(TASK BRIEF):
Report each line in the entries below that contains the word "roof".

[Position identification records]
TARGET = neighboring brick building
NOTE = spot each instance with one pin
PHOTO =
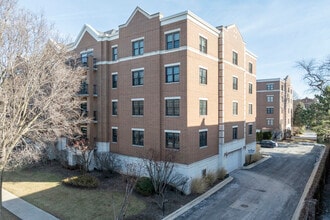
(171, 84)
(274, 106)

---

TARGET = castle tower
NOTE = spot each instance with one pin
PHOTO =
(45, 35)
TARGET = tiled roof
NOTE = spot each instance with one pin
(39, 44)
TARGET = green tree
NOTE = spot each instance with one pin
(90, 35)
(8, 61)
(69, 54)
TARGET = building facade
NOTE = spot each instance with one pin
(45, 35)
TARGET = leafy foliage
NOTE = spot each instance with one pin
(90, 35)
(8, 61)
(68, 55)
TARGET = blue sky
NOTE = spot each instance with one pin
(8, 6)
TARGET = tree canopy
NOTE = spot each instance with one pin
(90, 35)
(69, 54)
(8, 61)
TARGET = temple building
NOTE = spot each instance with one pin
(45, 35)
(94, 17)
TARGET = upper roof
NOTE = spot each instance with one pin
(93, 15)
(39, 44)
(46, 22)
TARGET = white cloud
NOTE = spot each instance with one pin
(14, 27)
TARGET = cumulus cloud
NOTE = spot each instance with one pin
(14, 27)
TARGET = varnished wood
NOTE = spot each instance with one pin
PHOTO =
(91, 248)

(EXERCISE OUTPUT):
TARGET = tiled roof
TARGET = upper roof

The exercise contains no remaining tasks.